> [Quoted passage]:
┄┄┄┄┄┄┄┄┄┄┄┄┄┄┄┄┄┄┄┄

Although Picard retail stores offer some non-frozen food options, almost all of the products in each shop are frozen food. The average size of a Picard retail store is about 186 m2. The variety of the food is a major selling point, which beyond frozen fruit, vegetables, meat, and fish include options such as minced ginger, various chopped herbs, sauteed shallots, peeled chestnuts, wild mushrooms, pumpkin puree, and various sauces such as beurre blanc. Frozen prepared foods are also large sellers, including items like croissants, brioches, salads, galettes, hors d'oeuvres, entrees, and various desserts. In 2016, Picard's best-selling item was extra-fine green beans, of which they daily sold 16 tonne. Shoppers use insulated bags to carry products home.

┄┄┄┄┄┄┄┄┄┄┄┄┄┄┄┄┄┄┄┄

Collected data:

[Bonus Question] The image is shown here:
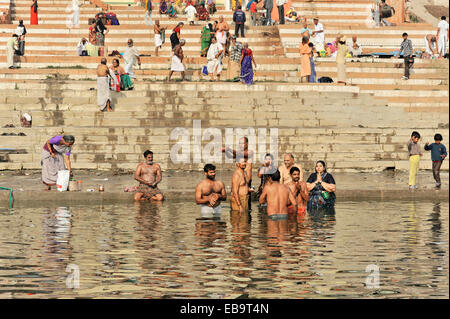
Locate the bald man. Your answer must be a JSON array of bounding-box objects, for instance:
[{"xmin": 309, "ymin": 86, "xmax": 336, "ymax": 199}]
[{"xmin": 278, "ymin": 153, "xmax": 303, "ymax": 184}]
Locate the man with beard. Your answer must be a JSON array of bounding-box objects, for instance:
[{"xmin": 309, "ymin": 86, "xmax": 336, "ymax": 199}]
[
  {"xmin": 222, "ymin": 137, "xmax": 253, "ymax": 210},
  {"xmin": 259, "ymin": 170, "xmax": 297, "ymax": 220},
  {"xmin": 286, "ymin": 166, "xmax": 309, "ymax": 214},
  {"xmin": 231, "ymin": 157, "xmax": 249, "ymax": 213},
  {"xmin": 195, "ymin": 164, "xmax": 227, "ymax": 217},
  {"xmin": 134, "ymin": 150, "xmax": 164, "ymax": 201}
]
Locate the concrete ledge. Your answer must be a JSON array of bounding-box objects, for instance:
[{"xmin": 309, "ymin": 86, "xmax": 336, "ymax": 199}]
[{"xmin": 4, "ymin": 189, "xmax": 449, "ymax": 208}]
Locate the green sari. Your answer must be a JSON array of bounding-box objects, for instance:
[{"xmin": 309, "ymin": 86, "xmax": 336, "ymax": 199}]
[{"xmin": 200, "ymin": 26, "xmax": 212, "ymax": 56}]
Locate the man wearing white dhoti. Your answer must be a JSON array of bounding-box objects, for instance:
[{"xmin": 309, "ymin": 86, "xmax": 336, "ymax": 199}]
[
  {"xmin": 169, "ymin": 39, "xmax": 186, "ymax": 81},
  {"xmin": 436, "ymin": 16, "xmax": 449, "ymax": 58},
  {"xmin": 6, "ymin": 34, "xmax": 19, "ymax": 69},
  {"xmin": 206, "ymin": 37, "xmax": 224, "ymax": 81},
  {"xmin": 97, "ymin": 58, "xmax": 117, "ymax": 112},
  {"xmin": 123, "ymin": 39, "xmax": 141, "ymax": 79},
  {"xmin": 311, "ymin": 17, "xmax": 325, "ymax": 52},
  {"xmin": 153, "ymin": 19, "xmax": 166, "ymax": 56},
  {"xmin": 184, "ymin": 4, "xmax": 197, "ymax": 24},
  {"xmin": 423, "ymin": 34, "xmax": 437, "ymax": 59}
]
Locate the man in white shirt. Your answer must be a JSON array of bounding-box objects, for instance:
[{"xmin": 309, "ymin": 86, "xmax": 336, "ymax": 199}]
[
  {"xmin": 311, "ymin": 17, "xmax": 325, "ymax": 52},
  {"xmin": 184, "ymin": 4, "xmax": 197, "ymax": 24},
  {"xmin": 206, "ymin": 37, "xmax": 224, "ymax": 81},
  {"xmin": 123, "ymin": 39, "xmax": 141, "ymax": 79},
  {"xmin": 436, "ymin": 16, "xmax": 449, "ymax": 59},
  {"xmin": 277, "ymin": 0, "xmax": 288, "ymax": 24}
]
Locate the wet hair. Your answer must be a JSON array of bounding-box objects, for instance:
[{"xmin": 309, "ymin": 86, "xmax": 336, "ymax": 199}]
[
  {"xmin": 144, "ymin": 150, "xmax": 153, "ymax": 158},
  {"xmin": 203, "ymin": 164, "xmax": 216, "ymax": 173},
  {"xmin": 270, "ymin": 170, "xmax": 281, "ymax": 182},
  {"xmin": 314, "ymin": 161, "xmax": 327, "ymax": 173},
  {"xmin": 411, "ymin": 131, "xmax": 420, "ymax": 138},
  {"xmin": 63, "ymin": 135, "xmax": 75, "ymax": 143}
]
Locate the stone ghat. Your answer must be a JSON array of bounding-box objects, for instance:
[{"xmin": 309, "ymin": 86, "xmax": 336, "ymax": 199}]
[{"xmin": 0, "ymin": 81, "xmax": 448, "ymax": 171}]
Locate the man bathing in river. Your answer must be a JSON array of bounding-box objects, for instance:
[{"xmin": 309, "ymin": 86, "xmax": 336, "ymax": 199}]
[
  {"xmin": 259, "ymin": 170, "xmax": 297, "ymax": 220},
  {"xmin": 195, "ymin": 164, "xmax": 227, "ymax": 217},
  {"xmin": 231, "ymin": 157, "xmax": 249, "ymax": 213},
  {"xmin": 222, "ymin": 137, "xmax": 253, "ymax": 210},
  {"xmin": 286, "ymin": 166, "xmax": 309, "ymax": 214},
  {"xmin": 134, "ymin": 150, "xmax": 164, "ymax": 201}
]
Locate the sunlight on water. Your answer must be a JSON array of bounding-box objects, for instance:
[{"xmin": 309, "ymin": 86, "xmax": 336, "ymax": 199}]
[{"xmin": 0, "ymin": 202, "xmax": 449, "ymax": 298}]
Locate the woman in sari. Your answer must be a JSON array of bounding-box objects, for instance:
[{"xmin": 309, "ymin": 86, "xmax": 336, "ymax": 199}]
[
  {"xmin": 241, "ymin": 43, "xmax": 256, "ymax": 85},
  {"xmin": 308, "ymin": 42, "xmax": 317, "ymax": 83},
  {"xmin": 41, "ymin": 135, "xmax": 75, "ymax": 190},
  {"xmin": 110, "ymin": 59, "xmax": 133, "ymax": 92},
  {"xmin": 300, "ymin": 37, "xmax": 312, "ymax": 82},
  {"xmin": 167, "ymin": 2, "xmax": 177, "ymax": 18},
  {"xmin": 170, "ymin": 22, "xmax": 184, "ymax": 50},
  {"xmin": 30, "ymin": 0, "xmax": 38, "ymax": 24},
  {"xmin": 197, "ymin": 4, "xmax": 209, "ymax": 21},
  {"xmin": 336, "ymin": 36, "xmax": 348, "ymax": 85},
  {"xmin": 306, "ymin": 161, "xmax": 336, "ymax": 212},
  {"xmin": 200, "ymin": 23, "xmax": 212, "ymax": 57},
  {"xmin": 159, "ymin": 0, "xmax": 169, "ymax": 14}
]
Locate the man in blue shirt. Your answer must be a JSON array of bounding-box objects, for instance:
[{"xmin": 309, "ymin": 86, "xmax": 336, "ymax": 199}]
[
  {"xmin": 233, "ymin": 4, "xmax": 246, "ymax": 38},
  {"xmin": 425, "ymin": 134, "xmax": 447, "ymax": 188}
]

┄┄┄┄┄┄┄┄┄┄┄┄┄┄┄┄┄┄┄┄

> [Task requirements]:
[A] Reproduce the stretch of the passage on Picard stores from "Although Picard retail" through "carry products home.".
[B] According to the passage on Picard stores, what was the chain's best-selling item in 2016?
[C] Extend the passage on Picard stores with new sentences that follow on from its last one.
None of the collected data is required for this work.

> [Numbered answers]:
[A]
Although Picard retail stores offer some non-frozen food options, almost all of the products in each shop are frozen food. The average size of a Picard retail store is about 186 m2. The variety of the food is a major selling point, which beyond frozen fruit, vegetables, meat, and fish include options such as minced ginger, various chopped herbs, sauteed shallots, peeled chestnuts, wild mushrooms, pumpkin puree, and various sauces such as beurre blanc. Frozen prepared foods are also large sellers, including items like croissants, brioches, salads, galettes, hors d'oeuvres, entrees, and various desserts. In 2016, Picard's best-selling item was extra-fine green beans, of which they daily sold 16 tonne. Shoppers use insulated bags to carry products home.

[B] Extra-fine green beans.

[C]
Picard entered the Japan market in 2014 through a partnership with Aeon, initially by selling Picard products in Aeon supermarkets. The first dedicated Picard retail store in Japan opened in October 2016. In Japan, the brand is positioned as an upmarket food retailer, with stores in the most prestigious neighborhoods of Tokyo and prices on average 40% higher than in France.

==Supply chain and new products==
Picard owns much of the production chain from the raw ingredients to the final products and enjoys a close relationship with farmers, and so chooses not to include many of the additives and preservatives that other frozen food retailers include. Picard introduces around 200 new food options every year to keep consumers happy.